READING PASSAGE:
◇ ◇ ◇

The Scary Trend in Skin Cancer and How You Can Change It

For most of us, summer is a time to focus on fun: vacations, graduations, parties, and more. But in the world of dermatology, summer is also the time of year when skin cancer is always at the back of our minds. Between the sun’s strength and the amount of time most people spend outdoors in the summer, it’s a recipe for some serious skin damage.

The Scary Trend in Skin Cancer and How You Can Change ItThe Rise of Skin Cancer in Young Patients

Skin cancer isn’t a new concept. However, most people don’t worry about it when they’re younger. They know that it’s caused by sun damage that builds up over time and assume they won’t need to worry about it until they’re at least middle-aged. Unfortunately, this is changing, and skin cancer is affecting more and more young people. In fact, between 1973 and 2011, the rate of melanoma in young adults, teens, and kids has risen by over 250%. The sharpest increase was seen in patients between the ages of 15 and 29.

◇ ◇ ◇

(Records from a data source)
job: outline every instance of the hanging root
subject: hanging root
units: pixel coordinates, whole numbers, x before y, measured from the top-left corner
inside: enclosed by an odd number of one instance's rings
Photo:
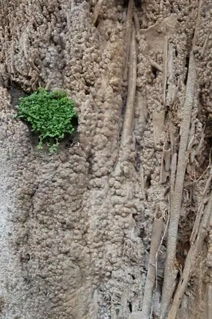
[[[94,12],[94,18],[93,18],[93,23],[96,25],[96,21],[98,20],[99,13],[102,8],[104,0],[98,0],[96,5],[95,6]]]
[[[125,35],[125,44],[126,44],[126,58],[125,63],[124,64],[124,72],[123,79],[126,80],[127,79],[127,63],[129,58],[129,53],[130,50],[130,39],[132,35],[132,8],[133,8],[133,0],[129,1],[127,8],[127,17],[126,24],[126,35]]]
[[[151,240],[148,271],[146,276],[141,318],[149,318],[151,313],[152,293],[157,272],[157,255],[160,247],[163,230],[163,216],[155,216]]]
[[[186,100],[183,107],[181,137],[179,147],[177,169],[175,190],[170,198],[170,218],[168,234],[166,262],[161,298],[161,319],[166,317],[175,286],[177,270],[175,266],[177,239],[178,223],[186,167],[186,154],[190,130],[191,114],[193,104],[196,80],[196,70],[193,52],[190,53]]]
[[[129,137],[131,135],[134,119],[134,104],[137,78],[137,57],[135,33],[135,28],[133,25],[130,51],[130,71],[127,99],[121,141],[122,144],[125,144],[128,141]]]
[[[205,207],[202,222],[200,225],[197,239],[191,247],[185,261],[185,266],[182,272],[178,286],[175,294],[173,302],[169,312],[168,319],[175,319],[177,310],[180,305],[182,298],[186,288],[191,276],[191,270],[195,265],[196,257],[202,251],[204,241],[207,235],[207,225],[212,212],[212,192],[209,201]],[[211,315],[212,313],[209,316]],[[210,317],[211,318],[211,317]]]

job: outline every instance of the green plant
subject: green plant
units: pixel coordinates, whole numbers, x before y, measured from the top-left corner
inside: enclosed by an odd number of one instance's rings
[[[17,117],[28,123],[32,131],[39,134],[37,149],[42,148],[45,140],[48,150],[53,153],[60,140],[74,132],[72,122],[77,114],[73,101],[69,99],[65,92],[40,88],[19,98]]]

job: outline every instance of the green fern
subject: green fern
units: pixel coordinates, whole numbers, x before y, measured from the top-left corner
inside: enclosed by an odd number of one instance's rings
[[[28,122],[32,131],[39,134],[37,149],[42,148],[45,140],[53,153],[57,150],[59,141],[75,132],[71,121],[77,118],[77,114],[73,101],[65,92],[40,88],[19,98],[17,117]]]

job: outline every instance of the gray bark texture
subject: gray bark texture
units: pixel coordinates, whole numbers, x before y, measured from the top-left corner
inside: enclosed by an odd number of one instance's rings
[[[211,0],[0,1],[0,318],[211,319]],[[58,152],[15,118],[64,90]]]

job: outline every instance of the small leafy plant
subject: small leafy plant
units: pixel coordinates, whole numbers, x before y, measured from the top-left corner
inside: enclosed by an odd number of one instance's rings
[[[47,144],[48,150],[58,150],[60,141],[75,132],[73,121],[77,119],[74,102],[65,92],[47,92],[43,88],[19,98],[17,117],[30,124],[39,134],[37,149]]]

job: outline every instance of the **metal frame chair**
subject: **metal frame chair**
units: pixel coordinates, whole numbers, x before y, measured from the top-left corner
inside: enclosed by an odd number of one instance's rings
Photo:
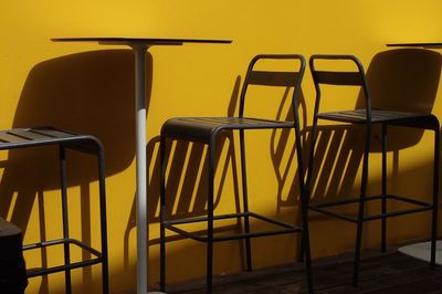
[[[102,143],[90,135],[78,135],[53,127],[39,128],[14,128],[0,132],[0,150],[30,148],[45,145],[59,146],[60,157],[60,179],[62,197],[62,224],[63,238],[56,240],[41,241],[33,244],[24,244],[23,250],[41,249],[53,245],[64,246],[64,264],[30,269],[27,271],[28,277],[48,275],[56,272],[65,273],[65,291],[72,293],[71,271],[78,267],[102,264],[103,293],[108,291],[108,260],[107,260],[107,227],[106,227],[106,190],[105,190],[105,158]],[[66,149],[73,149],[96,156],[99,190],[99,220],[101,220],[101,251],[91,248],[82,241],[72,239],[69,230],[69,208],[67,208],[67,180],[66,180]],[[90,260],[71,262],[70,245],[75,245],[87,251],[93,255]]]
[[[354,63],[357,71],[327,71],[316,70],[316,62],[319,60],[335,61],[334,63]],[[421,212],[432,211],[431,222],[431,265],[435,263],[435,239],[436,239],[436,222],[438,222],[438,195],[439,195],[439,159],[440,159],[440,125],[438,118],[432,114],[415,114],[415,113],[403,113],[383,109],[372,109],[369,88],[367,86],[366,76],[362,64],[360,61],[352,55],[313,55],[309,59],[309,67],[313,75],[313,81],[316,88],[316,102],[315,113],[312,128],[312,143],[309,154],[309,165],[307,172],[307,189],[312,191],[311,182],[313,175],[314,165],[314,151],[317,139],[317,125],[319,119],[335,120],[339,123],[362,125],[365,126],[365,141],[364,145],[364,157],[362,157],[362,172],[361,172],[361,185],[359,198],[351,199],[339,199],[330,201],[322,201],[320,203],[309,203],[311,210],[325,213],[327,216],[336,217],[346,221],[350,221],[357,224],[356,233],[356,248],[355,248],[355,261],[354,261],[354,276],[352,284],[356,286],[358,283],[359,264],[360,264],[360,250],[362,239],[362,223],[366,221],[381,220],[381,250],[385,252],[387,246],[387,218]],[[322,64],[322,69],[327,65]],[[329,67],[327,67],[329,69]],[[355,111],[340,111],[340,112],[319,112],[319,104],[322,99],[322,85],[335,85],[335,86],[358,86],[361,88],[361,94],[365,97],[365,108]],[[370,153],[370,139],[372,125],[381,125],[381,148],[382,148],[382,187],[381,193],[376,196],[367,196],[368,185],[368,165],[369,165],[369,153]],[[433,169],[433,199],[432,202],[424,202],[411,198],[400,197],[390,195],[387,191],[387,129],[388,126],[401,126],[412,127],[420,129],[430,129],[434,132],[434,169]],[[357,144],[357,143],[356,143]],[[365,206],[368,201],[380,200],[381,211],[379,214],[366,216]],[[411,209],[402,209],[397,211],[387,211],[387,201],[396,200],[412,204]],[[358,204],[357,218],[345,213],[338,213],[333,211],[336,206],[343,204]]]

◇ ◇ ◇

PROMPT 1:
Answer these questions from the skin cancer article:
(a) What does it say most people focus on in summer?
(b) Between 1973 and 2011, by how much did the rate of melanoma in young adults, teens, and kids rise?
(c) Which age group saw the sharpest increase?
PROMPT 2: Extract the part of the skin cancer article starting at "Skin cancer isn’t" and ending at "of 15 and 29.".
PROMPT 3: According to the skin cancer article, why do most people not worry about skin cancer when they're younger? Explain in one to three sentences.
The rows have nothing to do with this.

ANSWER 1:
(a) Fun: vacations, graduations, parties, and more.
(b) By over 250%.
(c) Patients between the ages of 15 and 29.

ANSWER 2:
Skin cancer isn’t a new concept. However, most people don’t worry about it when they’re younger. They know that it’s caused by sun damage that builds up over time and assume they won’t need to worry about it until they’re at least middle-aged. Unfortunately, this is changing, and skin cancer is affecting more and more young people. In fact, between 1973 and 2011, the rate of melanoma in young adults, teens, and kids has risen by over 250%. The sharpest increase was seen in patients between the ages of 15 and 29.

ANSWER 3: They know skin cancer is caused by sun damage that builds up over time. So they assume they won't need to worry about it until they're at least middle-aged.